## Begin ENTRIES SHOWN
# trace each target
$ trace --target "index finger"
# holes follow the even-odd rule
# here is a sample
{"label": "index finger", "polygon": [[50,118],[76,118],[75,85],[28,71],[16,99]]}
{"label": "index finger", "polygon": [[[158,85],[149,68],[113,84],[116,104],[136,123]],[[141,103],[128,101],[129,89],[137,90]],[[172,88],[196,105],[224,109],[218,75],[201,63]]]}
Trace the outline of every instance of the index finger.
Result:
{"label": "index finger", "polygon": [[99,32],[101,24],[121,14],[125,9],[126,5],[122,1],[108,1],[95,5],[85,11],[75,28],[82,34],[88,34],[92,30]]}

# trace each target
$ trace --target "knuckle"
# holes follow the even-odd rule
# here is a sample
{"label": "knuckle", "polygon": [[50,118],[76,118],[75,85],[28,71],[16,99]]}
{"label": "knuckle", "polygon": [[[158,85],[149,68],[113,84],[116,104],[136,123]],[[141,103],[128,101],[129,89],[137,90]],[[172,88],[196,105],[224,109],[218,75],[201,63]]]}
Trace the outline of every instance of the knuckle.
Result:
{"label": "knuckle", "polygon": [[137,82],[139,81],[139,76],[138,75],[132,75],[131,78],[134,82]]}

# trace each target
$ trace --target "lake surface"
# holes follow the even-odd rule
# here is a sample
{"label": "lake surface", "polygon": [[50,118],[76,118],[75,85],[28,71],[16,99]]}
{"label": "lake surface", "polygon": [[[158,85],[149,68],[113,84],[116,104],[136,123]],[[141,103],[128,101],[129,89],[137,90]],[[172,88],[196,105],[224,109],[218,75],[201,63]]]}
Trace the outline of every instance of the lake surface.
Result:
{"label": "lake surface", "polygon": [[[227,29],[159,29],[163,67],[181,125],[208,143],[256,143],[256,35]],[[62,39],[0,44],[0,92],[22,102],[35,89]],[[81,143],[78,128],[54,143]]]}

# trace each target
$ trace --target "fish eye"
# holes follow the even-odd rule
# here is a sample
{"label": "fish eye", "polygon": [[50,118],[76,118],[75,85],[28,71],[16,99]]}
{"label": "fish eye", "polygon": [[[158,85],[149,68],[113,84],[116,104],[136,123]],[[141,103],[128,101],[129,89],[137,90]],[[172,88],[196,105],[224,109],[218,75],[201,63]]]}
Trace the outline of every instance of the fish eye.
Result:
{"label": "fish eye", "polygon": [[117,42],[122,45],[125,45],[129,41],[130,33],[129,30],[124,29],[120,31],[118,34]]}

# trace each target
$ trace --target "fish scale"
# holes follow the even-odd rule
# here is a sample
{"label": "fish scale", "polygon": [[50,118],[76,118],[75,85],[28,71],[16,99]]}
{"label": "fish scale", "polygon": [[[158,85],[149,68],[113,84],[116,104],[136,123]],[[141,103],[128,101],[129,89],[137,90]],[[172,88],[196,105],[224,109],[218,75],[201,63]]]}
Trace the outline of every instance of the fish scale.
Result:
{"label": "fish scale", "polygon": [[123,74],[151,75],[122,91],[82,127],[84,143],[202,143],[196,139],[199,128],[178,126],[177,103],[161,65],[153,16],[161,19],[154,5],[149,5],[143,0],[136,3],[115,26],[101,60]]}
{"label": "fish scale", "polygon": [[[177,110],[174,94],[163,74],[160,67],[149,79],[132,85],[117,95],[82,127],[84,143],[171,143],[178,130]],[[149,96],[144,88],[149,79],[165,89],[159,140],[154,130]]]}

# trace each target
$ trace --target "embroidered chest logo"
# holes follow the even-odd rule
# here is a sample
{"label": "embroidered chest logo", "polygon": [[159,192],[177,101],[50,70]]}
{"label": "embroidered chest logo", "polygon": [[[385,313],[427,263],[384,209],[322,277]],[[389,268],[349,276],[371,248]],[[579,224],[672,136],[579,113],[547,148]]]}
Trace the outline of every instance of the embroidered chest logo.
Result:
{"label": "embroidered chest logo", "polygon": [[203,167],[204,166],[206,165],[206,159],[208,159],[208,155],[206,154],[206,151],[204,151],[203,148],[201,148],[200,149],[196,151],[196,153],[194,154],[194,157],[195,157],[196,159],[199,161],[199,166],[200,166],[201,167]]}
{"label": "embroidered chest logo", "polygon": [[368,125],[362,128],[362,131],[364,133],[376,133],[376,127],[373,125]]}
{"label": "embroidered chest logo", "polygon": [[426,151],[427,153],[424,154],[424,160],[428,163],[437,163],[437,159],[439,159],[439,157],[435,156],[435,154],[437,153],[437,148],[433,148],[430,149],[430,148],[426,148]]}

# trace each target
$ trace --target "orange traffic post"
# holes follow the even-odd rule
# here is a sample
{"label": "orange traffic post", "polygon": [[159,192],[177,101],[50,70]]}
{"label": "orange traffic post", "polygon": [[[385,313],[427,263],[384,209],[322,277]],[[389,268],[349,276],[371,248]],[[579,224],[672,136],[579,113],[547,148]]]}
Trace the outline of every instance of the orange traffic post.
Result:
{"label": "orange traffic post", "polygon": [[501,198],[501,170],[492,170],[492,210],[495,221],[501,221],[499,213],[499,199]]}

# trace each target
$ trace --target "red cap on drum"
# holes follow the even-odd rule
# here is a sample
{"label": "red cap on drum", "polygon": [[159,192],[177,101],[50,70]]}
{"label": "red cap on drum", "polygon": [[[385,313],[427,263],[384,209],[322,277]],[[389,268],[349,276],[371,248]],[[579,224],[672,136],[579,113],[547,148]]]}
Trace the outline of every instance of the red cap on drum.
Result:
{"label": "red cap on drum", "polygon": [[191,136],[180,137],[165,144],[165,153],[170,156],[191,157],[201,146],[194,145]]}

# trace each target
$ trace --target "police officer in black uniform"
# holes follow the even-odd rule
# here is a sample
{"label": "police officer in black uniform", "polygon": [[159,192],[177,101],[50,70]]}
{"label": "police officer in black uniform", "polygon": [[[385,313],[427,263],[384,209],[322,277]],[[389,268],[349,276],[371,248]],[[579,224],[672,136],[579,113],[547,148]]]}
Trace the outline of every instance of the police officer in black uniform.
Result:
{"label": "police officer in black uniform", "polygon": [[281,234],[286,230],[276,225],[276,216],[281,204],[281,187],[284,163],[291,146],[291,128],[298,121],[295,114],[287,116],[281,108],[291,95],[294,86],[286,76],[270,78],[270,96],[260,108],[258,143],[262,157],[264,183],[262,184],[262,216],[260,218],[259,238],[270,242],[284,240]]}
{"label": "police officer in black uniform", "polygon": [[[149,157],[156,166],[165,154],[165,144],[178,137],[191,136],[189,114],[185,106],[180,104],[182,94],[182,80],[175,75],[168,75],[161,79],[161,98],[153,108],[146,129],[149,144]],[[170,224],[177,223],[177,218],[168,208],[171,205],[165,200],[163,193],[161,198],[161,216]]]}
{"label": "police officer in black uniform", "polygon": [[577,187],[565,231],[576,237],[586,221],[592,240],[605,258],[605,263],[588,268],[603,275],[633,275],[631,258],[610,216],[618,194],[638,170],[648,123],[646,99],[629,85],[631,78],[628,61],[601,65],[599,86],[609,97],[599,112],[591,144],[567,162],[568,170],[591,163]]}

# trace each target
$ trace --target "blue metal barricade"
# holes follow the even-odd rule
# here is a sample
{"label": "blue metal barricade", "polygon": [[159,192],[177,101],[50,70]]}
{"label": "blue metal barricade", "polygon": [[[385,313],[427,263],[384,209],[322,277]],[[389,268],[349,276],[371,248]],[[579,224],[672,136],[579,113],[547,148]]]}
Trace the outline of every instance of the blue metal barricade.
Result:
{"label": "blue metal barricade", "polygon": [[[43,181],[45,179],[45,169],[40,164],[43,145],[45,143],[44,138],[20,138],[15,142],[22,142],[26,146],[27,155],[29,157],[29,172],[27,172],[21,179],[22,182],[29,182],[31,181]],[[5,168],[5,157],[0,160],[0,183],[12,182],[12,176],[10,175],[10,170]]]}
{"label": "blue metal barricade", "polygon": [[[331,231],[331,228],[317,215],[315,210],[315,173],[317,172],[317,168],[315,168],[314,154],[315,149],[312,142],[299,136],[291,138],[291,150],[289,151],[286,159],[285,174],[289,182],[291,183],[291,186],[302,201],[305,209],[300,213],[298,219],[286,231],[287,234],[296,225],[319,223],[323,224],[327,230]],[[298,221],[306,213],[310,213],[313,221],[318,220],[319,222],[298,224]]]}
## End ENTRIES SHOWN
YOUR OBJECTIVE
Locate each line in the material above that contains the word "logo", and copy those lines out in full.

ANSWER TO THE TASK
$ trace --target "embroidered chest logo"
{"label": "embroidered chest logo", "polygon": [[159,192],[177,101],[50,70]]}
{"label": "embroidered chest logo", "polygon": [[[385,313],[427,263],[384,209],[322,277]],[[389,268],[349,276],[371,248]],[[579,224],[672,136],[579,113],[547,148]]]}
Trace the outline of every instance of the embroidered chest logo.
{"label": "embroidered chest logo", "polygon": [[203,167],[204,166],[206,165],[206,159],[208,159],[208,155],[206,154],[206,151],[204,151],[203,148],[201,148],[200,149],[196,151],[196,153],[194,154],[194,157],[195,157],[196,159],[199,161],[199,166],[200,166],[201,167]]}
{"label": "embroidered chest logo", "polygon": [[368,125],[362,128],[362,131],[364,133],[376,133],[376,127],[373,125]]}
{"label": "embroidered chest logo", "polygon": [[426,151],[427,153],[424,154],[424,160],[428,163],[437,163],[437,159],[439,159],[439,157],[435,156],[435,154],[437,153],[437,148],[433,148],[430,149],[430,148],[426,148]]}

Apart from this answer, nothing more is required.